Given task:
Can you convert the items from the line containing "Task: where can the overcast" through the end of the items into a Markdown table with the columns Row and Line, numbering each line and leaving out blank lines?

-- Begin Information given --

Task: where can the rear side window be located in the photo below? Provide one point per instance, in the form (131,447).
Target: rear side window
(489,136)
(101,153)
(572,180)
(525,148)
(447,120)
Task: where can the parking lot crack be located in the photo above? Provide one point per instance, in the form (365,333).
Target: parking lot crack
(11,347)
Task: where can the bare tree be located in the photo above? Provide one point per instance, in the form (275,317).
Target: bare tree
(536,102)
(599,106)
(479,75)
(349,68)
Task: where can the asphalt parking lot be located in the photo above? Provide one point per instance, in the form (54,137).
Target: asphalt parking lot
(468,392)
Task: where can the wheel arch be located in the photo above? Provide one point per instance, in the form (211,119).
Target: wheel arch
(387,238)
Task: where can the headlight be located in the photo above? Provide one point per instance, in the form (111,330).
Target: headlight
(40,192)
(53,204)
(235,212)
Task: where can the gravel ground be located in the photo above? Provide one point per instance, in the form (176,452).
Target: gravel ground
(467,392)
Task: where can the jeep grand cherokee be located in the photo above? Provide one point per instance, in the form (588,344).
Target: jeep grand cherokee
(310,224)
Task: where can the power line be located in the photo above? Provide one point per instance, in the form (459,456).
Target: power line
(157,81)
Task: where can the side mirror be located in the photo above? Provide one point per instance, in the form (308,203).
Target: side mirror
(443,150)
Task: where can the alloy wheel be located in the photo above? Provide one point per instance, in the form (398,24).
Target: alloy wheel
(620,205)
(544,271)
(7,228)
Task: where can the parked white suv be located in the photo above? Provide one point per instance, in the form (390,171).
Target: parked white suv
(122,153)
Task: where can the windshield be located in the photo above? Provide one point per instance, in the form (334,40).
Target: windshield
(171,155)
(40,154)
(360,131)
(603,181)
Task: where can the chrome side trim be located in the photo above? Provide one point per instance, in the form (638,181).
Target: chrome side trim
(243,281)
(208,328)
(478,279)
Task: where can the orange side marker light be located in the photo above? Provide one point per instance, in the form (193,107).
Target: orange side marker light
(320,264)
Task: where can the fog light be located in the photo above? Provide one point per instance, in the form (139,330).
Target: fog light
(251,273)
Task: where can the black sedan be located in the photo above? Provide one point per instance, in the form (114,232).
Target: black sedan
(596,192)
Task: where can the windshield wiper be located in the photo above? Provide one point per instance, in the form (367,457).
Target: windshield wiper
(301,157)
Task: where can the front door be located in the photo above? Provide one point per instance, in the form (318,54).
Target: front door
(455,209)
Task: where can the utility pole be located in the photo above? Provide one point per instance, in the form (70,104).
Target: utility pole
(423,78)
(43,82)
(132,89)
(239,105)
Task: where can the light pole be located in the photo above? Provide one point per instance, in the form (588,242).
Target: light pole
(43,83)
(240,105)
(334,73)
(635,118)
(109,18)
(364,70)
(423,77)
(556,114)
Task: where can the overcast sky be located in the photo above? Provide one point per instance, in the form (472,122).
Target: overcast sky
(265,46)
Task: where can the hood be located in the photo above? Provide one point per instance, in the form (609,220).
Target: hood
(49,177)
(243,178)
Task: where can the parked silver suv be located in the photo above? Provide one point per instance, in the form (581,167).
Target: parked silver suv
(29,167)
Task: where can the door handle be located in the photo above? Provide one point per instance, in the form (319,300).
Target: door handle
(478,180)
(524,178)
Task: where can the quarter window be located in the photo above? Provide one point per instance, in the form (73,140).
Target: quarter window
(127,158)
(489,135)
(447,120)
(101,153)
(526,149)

-- End Information given --

Answer to this problem:
| Row | Line |
|---|---|
| 1 | Task: where can the overcast sky be located in the photo above? Provide one point per instance, in the form (472,122). |
| 2 | Target: overcast sky |
| 3 | (265,46) |
| 4 | Task: where can the hood be located in the photo above? Provide one point per instance, in the form (609,220). |
| 5 | Target: hood |
| 6 | (49,177) |
| 7 | (243,178) |
| 8 | Task: where can the parked silver suv be located in the photo above? Provide one point per instance, in the form (581,167). |
| 9 | Target: parked silver suv |
| 10 | (29,167) |
| 11 | Task: where can the door handle be located in the photo above? Provide one point per instance, in the form (319,300). |
| 12 | Target: door handle |
| 13 | (478,180) |
| 14 | (524,178) |
| 15 | Task: where can the quarter window be located in the photo above? Provide one point per instance, in the form (73,140). |
| 16 | Target: quarter window |
| 17 | (127,158) |
| 18 | (489,135) |
| 19 | (447,120) |
| 20 | (101,153) |
| 21 | (526,149) |